### Given records
· · · · ·
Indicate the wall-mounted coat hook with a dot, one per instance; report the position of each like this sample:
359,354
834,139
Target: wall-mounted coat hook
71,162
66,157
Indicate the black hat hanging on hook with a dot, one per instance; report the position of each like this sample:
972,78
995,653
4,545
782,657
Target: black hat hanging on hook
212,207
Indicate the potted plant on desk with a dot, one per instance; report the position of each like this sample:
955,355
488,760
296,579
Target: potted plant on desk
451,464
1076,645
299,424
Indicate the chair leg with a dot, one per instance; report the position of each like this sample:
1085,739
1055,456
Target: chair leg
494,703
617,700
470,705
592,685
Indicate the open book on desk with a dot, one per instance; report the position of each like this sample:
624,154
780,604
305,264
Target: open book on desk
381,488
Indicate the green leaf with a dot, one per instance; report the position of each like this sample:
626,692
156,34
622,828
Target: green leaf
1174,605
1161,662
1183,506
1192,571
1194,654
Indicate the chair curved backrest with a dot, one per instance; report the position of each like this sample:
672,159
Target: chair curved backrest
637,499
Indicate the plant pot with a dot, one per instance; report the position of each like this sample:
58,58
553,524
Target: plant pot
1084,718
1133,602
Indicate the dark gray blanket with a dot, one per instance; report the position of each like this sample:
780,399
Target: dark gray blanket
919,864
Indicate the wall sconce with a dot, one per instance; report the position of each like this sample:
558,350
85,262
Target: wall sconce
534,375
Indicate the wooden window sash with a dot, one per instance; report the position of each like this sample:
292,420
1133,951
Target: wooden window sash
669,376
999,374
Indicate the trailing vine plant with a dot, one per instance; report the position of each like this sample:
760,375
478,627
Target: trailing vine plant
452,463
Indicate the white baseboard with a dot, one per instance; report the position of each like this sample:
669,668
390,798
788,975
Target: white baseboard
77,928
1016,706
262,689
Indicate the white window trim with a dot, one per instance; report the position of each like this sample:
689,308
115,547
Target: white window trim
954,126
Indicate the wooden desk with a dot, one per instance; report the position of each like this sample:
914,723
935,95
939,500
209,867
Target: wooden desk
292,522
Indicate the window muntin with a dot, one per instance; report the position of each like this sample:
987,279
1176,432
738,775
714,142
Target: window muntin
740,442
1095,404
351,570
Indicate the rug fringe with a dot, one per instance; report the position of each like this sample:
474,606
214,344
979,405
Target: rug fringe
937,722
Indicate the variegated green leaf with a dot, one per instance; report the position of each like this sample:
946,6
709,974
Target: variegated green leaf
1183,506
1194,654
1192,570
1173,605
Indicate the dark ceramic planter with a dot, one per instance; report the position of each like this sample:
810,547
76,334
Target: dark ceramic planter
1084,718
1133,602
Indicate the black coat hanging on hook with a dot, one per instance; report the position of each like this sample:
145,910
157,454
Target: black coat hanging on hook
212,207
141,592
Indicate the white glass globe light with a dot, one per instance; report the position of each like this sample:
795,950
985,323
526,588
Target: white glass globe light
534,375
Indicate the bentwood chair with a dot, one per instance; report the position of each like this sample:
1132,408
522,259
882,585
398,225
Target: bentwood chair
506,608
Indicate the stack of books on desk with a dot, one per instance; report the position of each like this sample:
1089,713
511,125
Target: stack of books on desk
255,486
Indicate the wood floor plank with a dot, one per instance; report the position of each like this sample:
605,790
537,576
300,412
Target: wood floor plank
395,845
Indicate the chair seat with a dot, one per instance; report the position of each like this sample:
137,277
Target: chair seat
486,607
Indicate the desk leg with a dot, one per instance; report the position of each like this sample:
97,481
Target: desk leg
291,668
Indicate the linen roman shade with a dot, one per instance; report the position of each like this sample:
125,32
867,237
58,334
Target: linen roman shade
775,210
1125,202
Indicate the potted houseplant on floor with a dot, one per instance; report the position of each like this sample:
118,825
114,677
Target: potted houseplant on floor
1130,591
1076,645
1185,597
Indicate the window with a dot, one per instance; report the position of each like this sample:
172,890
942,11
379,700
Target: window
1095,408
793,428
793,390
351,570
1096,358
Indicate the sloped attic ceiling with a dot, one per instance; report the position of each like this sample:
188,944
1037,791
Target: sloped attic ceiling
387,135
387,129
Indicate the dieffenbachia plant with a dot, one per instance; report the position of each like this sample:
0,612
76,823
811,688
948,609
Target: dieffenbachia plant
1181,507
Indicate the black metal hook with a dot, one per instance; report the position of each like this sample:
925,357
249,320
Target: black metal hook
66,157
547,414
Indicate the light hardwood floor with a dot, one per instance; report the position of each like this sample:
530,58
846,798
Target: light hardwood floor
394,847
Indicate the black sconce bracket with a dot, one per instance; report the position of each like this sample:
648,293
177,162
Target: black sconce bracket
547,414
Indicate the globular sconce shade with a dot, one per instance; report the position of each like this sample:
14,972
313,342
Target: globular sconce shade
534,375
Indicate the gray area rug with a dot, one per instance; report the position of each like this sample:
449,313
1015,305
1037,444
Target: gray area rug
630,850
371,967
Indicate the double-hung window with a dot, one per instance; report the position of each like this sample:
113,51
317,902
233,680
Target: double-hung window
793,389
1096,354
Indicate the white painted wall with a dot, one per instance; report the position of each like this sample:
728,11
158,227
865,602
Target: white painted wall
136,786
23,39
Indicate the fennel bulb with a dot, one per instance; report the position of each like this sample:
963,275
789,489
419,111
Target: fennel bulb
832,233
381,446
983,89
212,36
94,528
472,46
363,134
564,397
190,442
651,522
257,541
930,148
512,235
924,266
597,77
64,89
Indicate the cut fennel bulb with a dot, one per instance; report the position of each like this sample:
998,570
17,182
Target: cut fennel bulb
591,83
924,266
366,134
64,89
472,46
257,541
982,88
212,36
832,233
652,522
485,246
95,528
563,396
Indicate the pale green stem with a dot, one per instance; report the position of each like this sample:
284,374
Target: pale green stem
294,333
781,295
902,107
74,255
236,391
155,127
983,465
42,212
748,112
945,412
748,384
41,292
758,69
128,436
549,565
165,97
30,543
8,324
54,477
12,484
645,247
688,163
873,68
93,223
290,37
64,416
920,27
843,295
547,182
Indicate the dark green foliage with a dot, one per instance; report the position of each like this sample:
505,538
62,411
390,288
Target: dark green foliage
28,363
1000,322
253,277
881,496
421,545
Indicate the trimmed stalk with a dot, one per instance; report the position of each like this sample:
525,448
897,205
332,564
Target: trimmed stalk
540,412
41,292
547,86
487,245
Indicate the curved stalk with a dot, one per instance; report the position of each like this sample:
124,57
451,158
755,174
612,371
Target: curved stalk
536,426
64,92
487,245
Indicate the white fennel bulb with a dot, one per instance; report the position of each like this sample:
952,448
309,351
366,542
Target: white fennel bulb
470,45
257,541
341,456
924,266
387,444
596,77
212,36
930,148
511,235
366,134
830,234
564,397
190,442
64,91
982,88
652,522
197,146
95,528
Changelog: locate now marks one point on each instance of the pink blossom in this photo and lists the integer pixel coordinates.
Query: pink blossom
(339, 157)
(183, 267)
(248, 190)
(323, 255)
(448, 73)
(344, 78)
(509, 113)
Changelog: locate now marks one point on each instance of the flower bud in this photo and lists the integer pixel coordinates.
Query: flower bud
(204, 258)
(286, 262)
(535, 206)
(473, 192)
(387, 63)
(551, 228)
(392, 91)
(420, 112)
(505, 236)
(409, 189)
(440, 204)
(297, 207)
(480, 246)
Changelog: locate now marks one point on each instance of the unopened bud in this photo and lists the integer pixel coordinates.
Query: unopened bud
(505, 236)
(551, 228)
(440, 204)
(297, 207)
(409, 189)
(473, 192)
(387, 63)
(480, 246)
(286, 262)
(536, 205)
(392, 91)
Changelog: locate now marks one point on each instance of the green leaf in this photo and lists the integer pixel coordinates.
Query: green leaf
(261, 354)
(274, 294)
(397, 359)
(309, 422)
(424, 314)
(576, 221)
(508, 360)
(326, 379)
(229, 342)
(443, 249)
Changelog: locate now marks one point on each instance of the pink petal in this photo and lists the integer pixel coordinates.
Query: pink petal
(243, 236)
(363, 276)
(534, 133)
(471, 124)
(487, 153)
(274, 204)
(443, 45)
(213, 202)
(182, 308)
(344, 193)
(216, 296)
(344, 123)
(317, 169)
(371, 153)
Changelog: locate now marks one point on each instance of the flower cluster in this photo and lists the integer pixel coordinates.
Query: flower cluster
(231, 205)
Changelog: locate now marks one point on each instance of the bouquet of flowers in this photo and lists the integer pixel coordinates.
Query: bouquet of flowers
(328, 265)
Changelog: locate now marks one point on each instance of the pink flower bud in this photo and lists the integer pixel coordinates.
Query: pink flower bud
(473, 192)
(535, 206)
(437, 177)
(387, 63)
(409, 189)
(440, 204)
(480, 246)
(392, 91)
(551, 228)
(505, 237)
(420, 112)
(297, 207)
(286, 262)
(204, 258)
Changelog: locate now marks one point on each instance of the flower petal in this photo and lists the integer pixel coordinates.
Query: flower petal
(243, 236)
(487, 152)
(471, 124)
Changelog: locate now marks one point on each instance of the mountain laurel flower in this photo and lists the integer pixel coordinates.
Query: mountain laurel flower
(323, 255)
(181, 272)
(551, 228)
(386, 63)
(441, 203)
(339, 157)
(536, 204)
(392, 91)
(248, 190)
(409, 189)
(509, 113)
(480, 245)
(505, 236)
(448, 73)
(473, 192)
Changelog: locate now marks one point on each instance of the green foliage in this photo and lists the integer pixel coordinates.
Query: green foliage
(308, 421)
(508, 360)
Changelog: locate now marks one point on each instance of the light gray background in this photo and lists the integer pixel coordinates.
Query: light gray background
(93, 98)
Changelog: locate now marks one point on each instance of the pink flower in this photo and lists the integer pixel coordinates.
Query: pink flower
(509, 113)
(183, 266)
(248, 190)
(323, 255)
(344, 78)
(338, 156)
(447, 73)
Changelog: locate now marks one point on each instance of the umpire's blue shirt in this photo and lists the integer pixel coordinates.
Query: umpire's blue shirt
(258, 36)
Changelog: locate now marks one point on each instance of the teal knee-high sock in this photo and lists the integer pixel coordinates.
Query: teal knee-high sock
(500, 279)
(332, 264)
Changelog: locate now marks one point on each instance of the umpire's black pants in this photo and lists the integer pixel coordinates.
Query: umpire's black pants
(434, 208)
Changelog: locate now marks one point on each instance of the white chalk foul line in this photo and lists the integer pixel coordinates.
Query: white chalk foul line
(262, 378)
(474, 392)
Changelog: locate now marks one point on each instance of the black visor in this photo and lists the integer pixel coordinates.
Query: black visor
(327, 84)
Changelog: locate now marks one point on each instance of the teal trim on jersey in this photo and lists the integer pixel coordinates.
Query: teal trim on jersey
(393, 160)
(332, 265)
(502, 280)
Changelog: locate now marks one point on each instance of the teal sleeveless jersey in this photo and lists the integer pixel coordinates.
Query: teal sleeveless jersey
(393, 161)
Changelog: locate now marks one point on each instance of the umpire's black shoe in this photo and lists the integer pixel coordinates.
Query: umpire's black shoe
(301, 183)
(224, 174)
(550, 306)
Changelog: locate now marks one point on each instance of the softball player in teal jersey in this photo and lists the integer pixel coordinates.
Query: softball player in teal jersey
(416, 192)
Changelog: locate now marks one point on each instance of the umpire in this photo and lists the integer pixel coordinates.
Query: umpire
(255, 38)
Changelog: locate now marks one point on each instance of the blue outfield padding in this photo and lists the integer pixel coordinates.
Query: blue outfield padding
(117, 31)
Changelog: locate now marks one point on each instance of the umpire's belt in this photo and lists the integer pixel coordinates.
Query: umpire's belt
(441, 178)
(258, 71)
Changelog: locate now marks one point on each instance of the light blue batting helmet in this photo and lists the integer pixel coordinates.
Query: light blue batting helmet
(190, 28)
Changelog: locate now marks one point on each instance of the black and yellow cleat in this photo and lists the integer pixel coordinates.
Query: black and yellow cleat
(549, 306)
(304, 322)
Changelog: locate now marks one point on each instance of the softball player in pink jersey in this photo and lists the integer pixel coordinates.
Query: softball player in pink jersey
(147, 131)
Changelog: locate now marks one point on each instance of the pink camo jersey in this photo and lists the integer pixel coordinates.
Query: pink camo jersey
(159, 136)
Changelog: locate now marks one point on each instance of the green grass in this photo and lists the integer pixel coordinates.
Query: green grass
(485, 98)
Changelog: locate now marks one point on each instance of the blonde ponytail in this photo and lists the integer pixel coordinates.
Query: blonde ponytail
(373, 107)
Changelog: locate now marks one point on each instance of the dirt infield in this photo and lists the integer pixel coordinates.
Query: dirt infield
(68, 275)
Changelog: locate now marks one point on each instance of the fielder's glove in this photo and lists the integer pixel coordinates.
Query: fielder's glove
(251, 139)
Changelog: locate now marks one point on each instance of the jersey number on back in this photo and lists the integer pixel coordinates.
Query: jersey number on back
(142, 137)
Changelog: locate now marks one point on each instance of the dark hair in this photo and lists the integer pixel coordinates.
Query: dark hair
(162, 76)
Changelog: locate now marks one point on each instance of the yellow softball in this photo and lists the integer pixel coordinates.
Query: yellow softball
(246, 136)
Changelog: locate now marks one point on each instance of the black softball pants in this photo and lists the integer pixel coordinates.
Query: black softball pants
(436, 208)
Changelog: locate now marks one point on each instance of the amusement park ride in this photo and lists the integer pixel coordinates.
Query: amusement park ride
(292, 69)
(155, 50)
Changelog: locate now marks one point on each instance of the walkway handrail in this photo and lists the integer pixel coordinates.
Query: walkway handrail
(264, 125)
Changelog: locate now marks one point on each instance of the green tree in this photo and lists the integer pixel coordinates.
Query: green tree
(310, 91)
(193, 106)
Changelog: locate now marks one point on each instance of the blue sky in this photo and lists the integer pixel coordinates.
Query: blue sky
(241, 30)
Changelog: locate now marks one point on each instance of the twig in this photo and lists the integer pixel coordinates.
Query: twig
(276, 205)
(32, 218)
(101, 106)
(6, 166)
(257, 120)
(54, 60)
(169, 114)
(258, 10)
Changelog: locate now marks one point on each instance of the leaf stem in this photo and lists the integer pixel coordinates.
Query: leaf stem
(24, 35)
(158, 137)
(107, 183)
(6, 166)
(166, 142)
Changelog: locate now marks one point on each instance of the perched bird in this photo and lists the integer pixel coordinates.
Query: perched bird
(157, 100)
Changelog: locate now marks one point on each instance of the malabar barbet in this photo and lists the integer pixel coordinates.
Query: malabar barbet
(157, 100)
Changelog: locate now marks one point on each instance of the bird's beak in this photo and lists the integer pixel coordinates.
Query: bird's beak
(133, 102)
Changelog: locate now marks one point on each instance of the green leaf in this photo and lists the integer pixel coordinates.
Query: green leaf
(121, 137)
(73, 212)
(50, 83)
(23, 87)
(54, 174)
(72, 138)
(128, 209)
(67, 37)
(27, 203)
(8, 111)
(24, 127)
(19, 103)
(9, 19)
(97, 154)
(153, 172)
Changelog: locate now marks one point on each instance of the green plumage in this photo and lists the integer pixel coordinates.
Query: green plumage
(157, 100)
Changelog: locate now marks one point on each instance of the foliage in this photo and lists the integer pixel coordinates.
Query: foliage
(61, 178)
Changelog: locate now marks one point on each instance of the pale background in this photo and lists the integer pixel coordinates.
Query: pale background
· · · · ·
### Task to complete
All lines from the line containing "the blue sky" through the end of the listing above are to be duplicated exactly; include both ends and nothing further.

### Full response
Changelog: locate now marks one point on each instance of the blue sky in this photo and lists the integer pixel coordinates.
Query: blue sky
(241, 30)
Changelog: locate now marks one point on each instance of the twig in this photo and lists the integer pixel coordinates.
Query: twig
(276, 205)
(32, 218)
(101, 106)
(6, 166)
(257, 120)
(54, 60)
(169, 114)
(258, 10)
Changelog: locate now marks one point on each instance of the leaf stem in this photo and lists the integer pixel coordinates.
Query: leaf stem
(24, 35)
(158, 137)
(107, 183)
(6, 166)
(166, 142)
Changelog: locate now marks one point on each instance of the perched bird in this photo and lists the integer pixel coordinates.
Query: perched bird
(157, 100)
Changelog: locate now marks one point on each instance of the malabar barbet in this photo and lists the integer pixel coordinates.
Query: malabar barbet
(157, 100)
Changelog: locate now marks one point on each instance of the bird's beak in this photo and lists the integer pixel coordinates.
Query: bird's beak
(133, 102)
Changelog: locate now marks one point on each instance of the green leaf in this photo and lists the integer pixel coordinates.
Query: green leaf
(121, 137)
(73, 212)
(50, 83)
(23, 87)
(54, 174)
(72, 138)
(128, 209)
(67, 37)
(27, 203)
(8, 111)
(24, 127)
(19, 103)
(9, 19)
(97, 154)
(153, 172)
Changelog: locate now marks one point on each instance of the green plumage in this photo and lists the integer pixel coordinates.
Query: green plumage
(157, 100)
Changelog: locate now marks one point on each instance of the foliage in this photo and lists the integer pixel coordinates.
Query: foliage
(61, 178)
Changelog: locate now marks one point on each instance of the pale background in this photo and lists the integer pixel coordinates.
Query: pale background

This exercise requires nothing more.